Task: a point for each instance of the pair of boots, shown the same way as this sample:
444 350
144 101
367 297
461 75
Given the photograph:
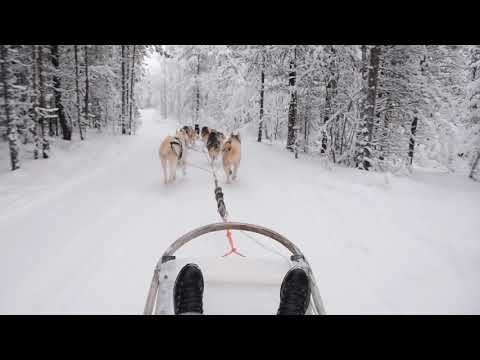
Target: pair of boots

* * *

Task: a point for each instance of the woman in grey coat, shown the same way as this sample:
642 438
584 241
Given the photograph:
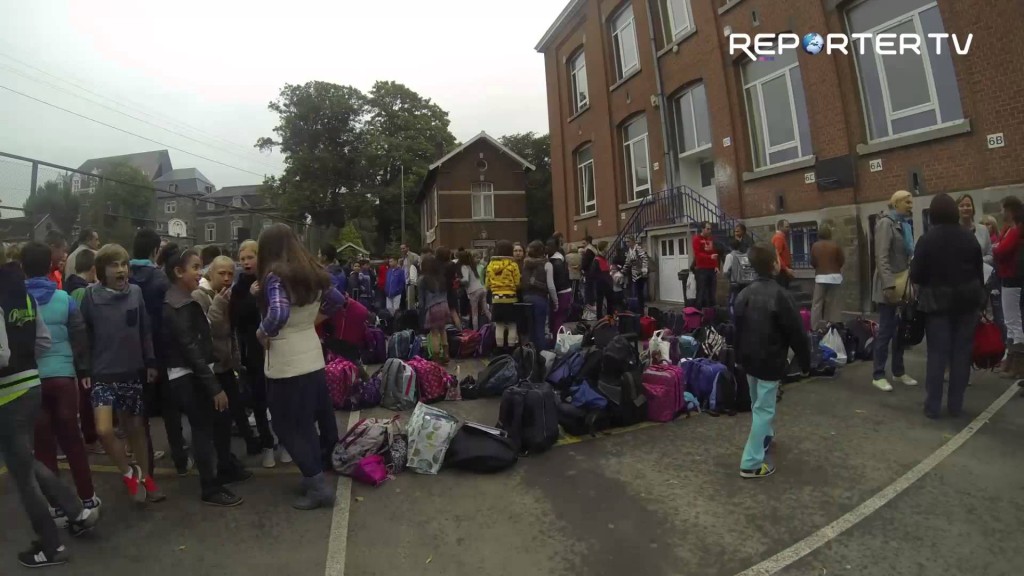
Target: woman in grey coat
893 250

▶ [YOUR OBJECTIVE] Update the lines from the one with "Task: a point for each instance of the pair" up to and including the one with "Target: pair of boots", replacing "photograph" with "image" and keeping everything else the same. Leave the pictures out of your answer.

▶ [ANSWER BELOW]
Task: a point for each instance of the pair of boots, shown the same way as this sample:
444 350
144 101
367 297
461 75
Given the image:
Target: pair of boots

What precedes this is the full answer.